Records provided
◆ ◆ ◆ ◆ ◆ ◆ ◆
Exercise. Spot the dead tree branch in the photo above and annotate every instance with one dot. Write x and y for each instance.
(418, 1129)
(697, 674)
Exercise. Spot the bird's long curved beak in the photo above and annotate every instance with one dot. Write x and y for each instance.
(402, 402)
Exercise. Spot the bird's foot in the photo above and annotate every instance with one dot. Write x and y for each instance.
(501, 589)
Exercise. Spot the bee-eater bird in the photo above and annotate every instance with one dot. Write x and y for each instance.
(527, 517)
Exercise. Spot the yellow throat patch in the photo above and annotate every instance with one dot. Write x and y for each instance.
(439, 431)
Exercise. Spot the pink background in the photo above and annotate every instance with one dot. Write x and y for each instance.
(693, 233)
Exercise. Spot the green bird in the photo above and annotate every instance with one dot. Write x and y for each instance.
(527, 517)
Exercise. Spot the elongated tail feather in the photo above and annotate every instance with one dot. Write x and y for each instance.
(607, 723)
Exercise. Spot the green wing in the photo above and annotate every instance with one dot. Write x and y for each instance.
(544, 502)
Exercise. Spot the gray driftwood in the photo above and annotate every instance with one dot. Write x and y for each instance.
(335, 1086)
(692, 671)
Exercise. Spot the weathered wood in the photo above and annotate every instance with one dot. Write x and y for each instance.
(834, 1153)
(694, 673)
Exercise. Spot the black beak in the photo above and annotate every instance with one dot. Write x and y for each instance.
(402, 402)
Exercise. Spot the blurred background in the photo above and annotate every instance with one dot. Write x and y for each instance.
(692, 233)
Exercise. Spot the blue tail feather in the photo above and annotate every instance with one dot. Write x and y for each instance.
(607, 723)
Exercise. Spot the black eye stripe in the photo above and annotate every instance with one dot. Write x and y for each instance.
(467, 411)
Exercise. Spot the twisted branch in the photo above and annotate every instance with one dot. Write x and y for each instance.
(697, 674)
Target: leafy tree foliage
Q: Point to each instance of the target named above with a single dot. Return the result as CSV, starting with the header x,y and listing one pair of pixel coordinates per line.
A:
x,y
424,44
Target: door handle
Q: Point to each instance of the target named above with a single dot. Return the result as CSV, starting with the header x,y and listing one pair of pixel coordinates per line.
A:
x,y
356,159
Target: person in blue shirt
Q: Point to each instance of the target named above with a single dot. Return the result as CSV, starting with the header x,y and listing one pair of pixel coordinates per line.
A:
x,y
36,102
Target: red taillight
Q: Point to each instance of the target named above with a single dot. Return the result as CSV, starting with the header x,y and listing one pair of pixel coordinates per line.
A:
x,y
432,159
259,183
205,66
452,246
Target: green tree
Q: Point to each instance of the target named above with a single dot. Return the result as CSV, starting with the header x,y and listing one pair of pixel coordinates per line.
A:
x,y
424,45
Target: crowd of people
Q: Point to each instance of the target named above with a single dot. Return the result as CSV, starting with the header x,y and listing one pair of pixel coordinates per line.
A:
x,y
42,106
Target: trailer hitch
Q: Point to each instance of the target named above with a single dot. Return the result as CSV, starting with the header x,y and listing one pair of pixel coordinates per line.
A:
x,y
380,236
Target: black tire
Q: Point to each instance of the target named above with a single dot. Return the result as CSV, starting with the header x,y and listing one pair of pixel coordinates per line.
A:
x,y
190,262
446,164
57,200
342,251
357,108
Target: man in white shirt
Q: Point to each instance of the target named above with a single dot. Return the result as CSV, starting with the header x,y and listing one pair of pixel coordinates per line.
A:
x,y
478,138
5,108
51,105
◆ ◆ ◆ ◆ ◆ ◆ ◆
What you are asked to do
From the material above, retype precisely the lines between the line holding "Target: door handle" and the line holding "Target: red taillight", inclusive, and nothing beyond them.

Response to the exercise
Target: door handle
Q: Point to each instance of the target named above with a single dot. Return the result as CSV, starting with the header x,y and listing one pair of pixel coordinates per line.
A:
x,y
356,159
Target: person in blue shirt
Q: Point to each instance of the target named above with a single dot. Return the result as CSV, starting with the header x,y and listing one pair of pixel coordinates per line.
A:
x,y
36,102
Target: red taillight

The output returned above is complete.